Instructions to follow >> From the line containing "In this exercise you will indicate the blurred red" through the last line of the data, return those lines exactly as written and nothing more.

Information supplied >>
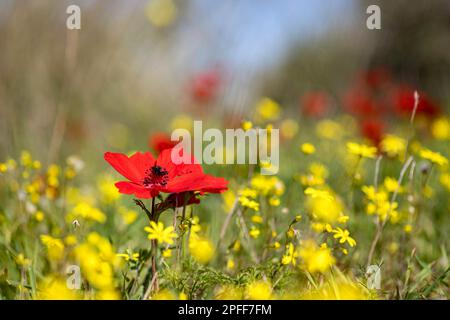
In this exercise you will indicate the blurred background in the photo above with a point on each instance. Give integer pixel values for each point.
(139, 67)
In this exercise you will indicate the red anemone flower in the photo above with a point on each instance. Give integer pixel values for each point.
(147, 176)
(160, 140)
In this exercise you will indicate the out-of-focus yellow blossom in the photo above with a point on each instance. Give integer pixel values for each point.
(329, 129)
(379, 203)
(39, 216)
(128, 215)
(22, 261)
(408, 228)
(259, 290)
(323, 206)
(290, 257)
(228, 200)
(97, 260)
(267, 185)
(338, 290)
(161, 13)
(182, 121)
(393, 145)
(393, 247)
(248, 203)
(85, 211)
(440, 129)
(236, 246)
(164, 294)
(274, 201)
(129, 256)
(361, 150)
(108, 190)
(247, 125)
(444, 179)
(314, 258)
(54, 288)
(257, 219)
(230, 264)
(167, 253)
(107, 294)
(229, 292)
(52, 175)
(267, 109)
(156, 231)
(434, 157)
(254, 232)
(344, 236)
(316, 175)
(55, 247)
(308, 148)
(391, 185)
(289, 128)
(70, 240)
(201, 249)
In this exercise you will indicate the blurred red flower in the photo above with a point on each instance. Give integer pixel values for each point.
(315, 104)
(160, 141)
(403, 102)
(358, 101)
(148, 177)
(204, 86)
(373, 130)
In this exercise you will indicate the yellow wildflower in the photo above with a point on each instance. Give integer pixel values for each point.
(156, 231)
(361, 150)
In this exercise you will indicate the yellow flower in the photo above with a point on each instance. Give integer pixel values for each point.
(55, 247)
(391, 185)
(85, 211)
(257, 219)
(308, 148)
(167, 253)
(434, 157)
(3, 167)
(407, 228)
(247, 125)
(228, 292)
(440, 129)
(329, 129)
(393, 145)
(259, 290)
(201, 249)
(52, 288)
(128, 215)
(108, 190)
(268, 110)
(22, 261)
(161, 13)
(289, 128)
(315, 259)
(39, 216)
(230, 264)
(254, 232)
(361, 150)
(344, 236)
(70, 240)
(274, 201)
(290, 257)
(156, 231)
(129, 256)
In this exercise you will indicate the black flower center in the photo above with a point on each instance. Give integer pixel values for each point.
(155, 176)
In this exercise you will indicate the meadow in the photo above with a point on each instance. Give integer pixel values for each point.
(92, 207)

Solution to this problem >>
In this exercise you will indicate the blurred red flower in the photo above with a point on each instance. Give integer pixel values for each point.
(315, 104)
(160, 141)
(403, 102)
(358, 101)
(148, 177)
(204, 86)
(373, 130)
In this exercise you will indicate the yellow wildflower in the photo above with a point on each instance. Give integer pixel values for each point.
(156, 231)
(361, 150)
In this exercise you will indicate the yellow flower in the photo above with a point on each instance. Give integer pixel values for each point.
(55, 247)
(391, 185)
(85, 211)
(257, 219)
(308, 148)
(167, 253)
(434, 157)
(3, 167)
(407, 228)
(247, 125)
(228, 292)
(440, 129)
(329, 129)
(393, 145)
(259, 290)
(201, 249)
(52, 288)
(128, 215)
(108, 190)
(268, 110)
(22, 261)
(161, 13)
(289, 128)
(315, 259)
(39, 216)
(230, 264)
(254, 232)
(361, 150)
(344, 236)
(70, 240)
(274, 201)
(290, 257)
(156, 231)
(129, 256)
In this exercise you will indicate the black flower center in the photo above with a point on each instance. Give integer pixel values for each point.
(155, 176)
In this exercise you will indicate the meadow in the photo above with a point on each instance. Give integer pixel values for each point.
(92, 207)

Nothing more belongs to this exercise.